■ **Page excerpt**
■ ■ ■

The revolution has begun

Minister Frydenberg said the fact that so many parliamentarians from all sides of politics had come out to engage with leaders in the renewable energy field was testament to the importance of the role the industry will play in Australia’s future.

“ARENA and the CEFC are at the forefront of a revolution,” he said.

“What these organisations have been able to achieve in recent years in behind-the-meter technology, demand side management, energy efficiency, large scale solar and storage technology has been quite incredible.”

The Minister praised ARENA and the CEFC, saying that the two organisations could claim direct credit for incredible reductions in the cost of deploying renewable energy technologies such as solar PV.

”In 2014 as part of a large scale solar round the support that was required from ARENA to get projects off the ground was $1.60 per watt,” he said.

“Two years later in 2016 it was down to 19c per watt. That’s a dramatic transformation in the cost curve, due in no small part to the massive investment that’s underway.”

Mr Frydenberg said that looking around at the summit’s exhibitors he had been particularly struck by the way many projects were benefitting regional communities, pointing to projects such as Solar SetUp, which is bringing solar energy to indigenous communities in the Northern Territory in collaboration with the territory’s government.

”You can take people off the dirty diesel generators, get them onto a renewable energy source, get a better more reliable source of power, a cleaner source of power and certainly a more cost effective source of power.,” he said. “That’s a great result for everyone.”

The way forward

ARENA Chief Executive Ivor Frischknecht cautioned the gathering that despite the exciting technological innovations on show, transformational change would not be instantaneous.

“There is a turbo lag between when a new technology is discovered and when the mass application of that innovation kicks in,” he said.

■ ■ ■

■ **Data extracts**
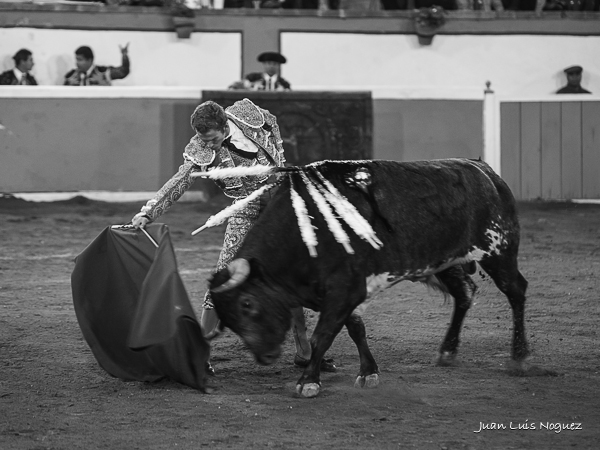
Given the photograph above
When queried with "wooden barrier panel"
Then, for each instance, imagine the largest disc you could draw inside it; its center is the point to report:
(551, 147)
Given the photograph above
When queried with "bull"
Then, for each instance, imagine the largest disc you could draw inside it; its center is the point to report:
(431, 222)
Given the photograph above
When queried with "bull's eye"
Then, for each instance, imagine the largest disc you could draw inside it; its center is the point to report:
(249, 307)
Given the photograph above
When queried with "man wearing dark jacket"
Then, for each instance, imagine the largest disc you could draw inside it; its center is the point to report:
(88, 74)
(269, 79)
(20, 75)
(573, 82)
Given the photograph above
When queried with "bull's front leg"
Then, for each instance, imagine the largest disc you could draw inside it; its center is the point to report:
(328, 327)
(368, 376)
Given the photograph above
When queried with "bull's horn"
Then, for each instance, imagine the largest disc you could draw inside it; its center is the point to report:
(238, 269)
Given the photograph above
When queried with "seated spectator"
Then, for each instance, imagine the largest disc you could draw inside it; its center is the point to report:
(20, 74)
(88, 74)
(573, 82)
(269, 79)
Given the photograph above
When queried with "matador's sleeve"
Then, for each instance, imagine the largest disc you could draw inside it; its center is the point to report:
(196, 157)
(271, 120)
(171, 191)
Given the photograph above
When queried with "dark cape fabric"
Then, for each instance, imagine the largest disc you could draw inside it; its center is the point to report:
(134, 311)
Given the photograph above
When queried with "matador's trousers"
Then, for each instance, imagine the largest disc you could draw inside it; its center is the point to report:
(238, 226)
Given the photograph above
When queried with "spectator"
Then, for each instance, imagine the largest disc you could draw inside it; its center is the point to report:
(573, 82)
(20, 74)
(88, 74)
(269, 79)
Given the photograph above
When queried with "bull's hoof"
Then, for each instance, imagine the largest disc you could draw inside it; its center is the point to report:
(308, 390)
(524, 369)
(447, 359)
(369, 382)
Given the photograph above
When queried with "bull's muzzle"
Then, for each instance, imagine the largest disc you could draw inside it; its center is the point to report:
(238, 269)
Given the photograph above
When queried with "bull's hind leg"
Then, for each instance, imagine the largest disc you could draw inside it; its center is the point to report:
(368, 375)
(462, 288)
(503, 269)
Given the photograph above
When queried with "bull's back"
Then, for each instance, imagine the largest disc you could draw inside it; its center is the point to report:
(429, 212)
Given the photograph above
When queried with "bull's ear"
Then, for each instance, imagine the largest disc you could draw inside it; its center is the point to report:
(218, 278)
(249, 306)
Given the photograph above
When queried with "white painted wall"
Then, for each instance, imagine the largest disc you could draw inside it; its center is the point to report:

■ ■ ■

■ **Work request**
Reproduce, word for word, everything in the renewable energy excerpt above from "The revolution has" down to "in Australia’s future.".

■ **Response for this exercise**
The revolution has begun

Minister Frydenberg said the fact that so many parliamentarians from all sides of politics had come out to engage with leaders in the renewable energy field was testament to the importance of the role the industry will play in Australia’s future.